* start Text passage *
Afghanistan: 2010 photo highlights
January 3rd, 2011
04:48 PM ET

Afghanistan: Some 2010 photo highlights

From U.S. soldiers in gun turrets to a boy selling balloons on the streets of Kabul: Check out some of the scenes captured by CNN over the year in telling the Afghanistan story.

See more photos of Afghanistan in the Photo Spotlight

• Navigating Kabul's crazy traffic
• Views from outside the wire
• Views from inside the machine
• Inside the game of buzkashi

Filed under: Photo Spotlight
soundoff (18 Responses)
  1. suzie81

    Today is January 7 in Seattle and I have been up all night exploring ways to raise a million dollars by researching all of the war, all of the natural disasters and everyone in charge of it all. Man o man, its seems like a really rough road out there to me and I don't think it is in the least bit worthy of being taken lightly. None of it. Pakistan has 20 million people displaced. Can you believe that? I do, and man that really is bad. As for the soldiers on all sides of this war and that war too. I love them. I have 3 brothers and was boy crazy for boys. I am 44 this month and I am still boy crazy. It is killing me that all those boys are out there like that. I swear to god when i imagine Viet-Nam I about puke and turn inside out with horror. Afghanistan...Pakistan...Sudan. I am just learning how to decipher the evidence and connect dots here. I know there are females out there to and all I can say is they shouldn't be. For every reason under the sun. With all due respect.

    January 7, 2011 at 7:38 am | Report abuse |
  2. George Patton

    You must have slept through the cold war or not been born yet. The Soviets were using yellow rain [chemical weapons] against the Afghan population and carpet bombing outside of the Afghan cities. Liberal garbage. Osama Bin Laden didn't decide to start attacking America until after Desert Storm. The mujahideen were freedom fighters – remember Ahmad Shah Masood – he was fighting against the Taliban and Bin Laden.

    The Taliban are Saudi Arabia's and Pakistans fault. They funded the islamist madrassas in Pakistan to train zealots as proxies against India and the secular government in Afghanistan and to counter the influence of Iran, Russia, India, UK, US etc.... The Afghan people had a history of tolerance before the Taliban brought thier brand of racism to Afghanistan under the facade of fundamentalism.
* end Text passage *
* start Dataset content *
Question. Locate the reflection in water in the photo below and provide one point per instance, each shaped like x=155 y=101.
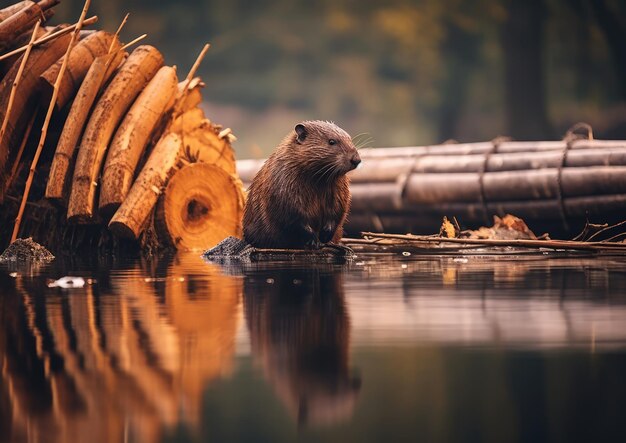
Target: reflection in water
x=300 y=335
x=118 y=360
x=450 y=348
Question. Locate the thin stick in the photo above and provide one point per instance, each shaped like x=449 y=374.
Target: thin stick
x=18 y=77
x=29 y=127
x=117 y=33
x=47 y=38
x=191 y=74
x=129 y=44
x=46 y=123
x=112 y=45
x=553 y=244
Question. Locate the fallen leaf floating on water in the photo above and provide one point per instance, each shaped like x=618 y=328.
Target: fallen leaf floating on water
x=508 y=227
* end Dataset content *
• Exercise requirements:
• 1. In the Afghanistan photo highlights page, reproduce the passage from "Afghanistan: 2010 photo" to "the Afghanistan story.", swapping "Kabul" for "Herat".
• 2. On the Afghanistan photo highlights page, how many people does the first response say are displaced in Pakistan?

• Task answers:
• 1.
Afghanistan: 2010 photo highlights
January 3rd, 2011
04:48 PM ET

Afghanistan: Some 2010 photo highlights

From U.S. soldiers in gun turrets to a boy selling balloons on the streets of Herat: Check out some of the scenes captured by CNN over the year in telling the Afghanistan story.

• 2. 20 million people.